* PROBLEM TO SOLVE: Put every line of the records below into a JSON list of strings, with one string for each line and no entries for blank lines.
#####
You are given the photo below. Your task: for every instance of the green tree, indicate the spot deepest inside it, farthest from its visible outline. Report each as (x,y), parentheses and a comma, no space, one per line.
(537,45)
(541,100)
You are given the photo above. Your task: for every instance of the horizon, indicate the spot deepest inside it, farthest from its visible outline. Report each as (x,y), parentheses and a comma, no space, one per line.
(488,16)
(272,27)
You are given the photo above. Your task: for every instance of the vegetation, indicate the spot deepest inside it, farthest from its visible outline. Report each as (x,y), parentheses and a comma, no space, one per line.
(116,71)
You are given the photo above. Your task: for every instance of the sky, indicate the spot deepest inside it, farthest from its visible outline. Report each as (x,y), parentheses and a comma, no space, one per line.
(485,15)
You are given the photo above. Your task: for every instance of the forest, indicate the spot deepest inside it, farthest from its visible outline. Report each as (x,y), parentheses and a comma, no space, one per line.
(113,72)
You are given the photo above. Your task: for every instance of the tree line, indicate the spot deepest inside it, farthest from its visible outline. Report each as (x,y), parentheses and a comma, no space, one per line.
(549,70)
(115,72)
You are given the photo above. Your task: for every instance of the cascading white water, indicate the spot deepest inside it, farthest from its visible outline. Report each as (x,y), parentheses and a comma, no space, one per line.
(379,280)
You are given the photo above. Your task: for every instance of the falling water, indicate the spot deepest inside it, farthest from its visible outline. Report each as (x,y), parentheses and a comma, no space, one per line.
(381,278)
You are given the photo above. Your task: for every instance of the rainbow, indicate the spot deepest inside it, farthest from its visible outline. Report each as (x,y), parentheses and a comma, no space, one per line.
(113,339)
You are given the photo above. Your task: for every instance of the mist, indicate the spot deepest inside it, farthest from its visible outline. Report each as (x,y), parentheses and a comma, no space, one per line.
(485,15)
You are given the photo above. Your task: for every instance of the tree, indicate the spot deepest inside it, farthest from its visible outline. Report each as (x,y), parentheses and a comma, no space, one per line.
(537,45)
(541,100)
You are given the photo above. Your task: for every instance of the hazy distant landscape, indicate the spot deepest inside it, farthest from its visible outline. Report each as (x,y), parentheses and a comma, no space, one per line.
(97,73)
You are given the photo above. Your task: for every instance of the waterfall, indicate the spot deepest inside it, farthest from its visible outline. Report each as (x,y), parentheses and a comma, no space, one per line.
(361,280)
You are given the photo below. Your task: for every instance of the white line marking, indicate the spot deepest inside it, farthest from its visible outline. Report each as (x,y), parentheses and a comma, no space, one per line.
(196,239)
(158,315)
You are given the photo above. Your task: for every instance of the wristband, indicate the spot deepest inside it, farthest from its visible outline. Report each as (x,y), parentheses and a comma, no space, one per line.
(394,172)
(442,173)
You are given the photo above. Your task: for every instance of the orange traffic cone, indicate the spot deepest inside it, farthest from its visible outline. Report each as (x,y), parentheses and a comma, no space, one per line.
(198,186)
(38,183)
#####
* SOLUTION:
[
  "You are given the photo below. Your task: for every instance of the green tree, indicate the spot deepest inside it, farthest from its visible outline. Report each as (x,y), parentheses and a comma, no space, one per line.",
  "(537,45)",
  "(541,100)",
  "You are given the photo above. Your task: for every instance of the horizon, indicate the spot deepest inside it, farthest from its visible outline. Report each as (x,y), parentheses and a comma, no space, one per line.",
  "(488,16)",
  "(272,27)",
  "You are given the photo above. Your task: for every instance of the vegetation, indicate the spot deepest inside it, farthest from its visible outline. Report each as (x,y), parentheses and a comma, no space, one per line.",
  "(116,71)",
  "You are given the photo above. Your task: for every instance of the sky, indicate the spot deepest inside it, farthest from its visible outline. Report each as (x,y), parentheses and a comma, no space, one per line.",
  "(485,15)",
  "You are given the photo above. Your task: for every instance of the forest, indicate the spot deepest inside it, farthest from its visible outline. Report each as (x,y), parentheses and a comma, no space, one per line.",
  "(113,72)",
  "You are given the photo above. Your task: for every instance of the tree line, indicate the spot deepest inside it, farthest from its visible outline. Report each as (x,y), parentheses and a comma, no space, one per line.",
  "(549,70)",
  "(115,72)",
  "You are given the photo above. Your task: for every instance of the cascading white water, indicate the spot deepest inside it, farthest from its visible outline. Report each as (x,y), parentheses and a comma, no space, one per line.",
  "(379,280)",
  "You are given the photo above. Your task: for every instance of the falling water, indicate the spot deepest inside it, farthest from its visible outline. Report each as (x,y), parentheses and a comma, no space, one per line.",
  "(381,278)",
  "You are given the photo above. Your task: for every instance of the rainbow, indicate the spot deepest inside it, farthest from its visible outline. Report each as (x,y), parentheses and a comma, no space, one per line.",
  "(113,339)",
  "You are given the photo above. Your task: for every instance of the mist, indicate the spot deepest inside it, farthest from its visible outline. Report each as (x,y), parentheses and a comma, no space, one per line.",
  "(485,15)",
  "You are given the photo above. Your task: for every instance of the tree, indicate the spot deepest inside it, farthest from its visible outline. Report each as (x,y), parentheses and a comma, no space, one per line.",
  "(537,45)",
  "(541,100)",
  "You are given the photo above. Your task: for every instance of the hazy distant landscape, indicate the spot deepest inside it, farthest from its visible outline. Report each as (x,y), parentheses and a comma, no space, one per line.",
  "(97,73)",
  "You are given the photo above. Your task: for every instance of the waterfall, indicate the spot deepest inside it, farthest from its visible outline. Report each as (x,y), parentheses and a comma, no space, one per line.",
  "(361,280)",
  "You are given the photo below. Your task: for every instance of the white line marking, indicate the spot deepest inside it, farthest from its visible outline. Report each as (x,y), parentheses and a comma, no space, one per line.",
  "(196,239)",
  "(158,315)",
  "You are given the photo above. Your task: for every instance of the wristband, indicate the spot deepest inside it, farthest from its visible outline. Report each as (x,y), parentheses and a comma, no space, one per line.",
  "(394,172)",
  "(442,173)",
  "You are given the photo above. Your task: for every instance of the orange traffic cone, indicate the spot deepest inside it, farthest from its visible outline. Report each as (x,y), parentheses and a comma, no space, one per line.",
  "(198,186)",
  "(38,183)"
]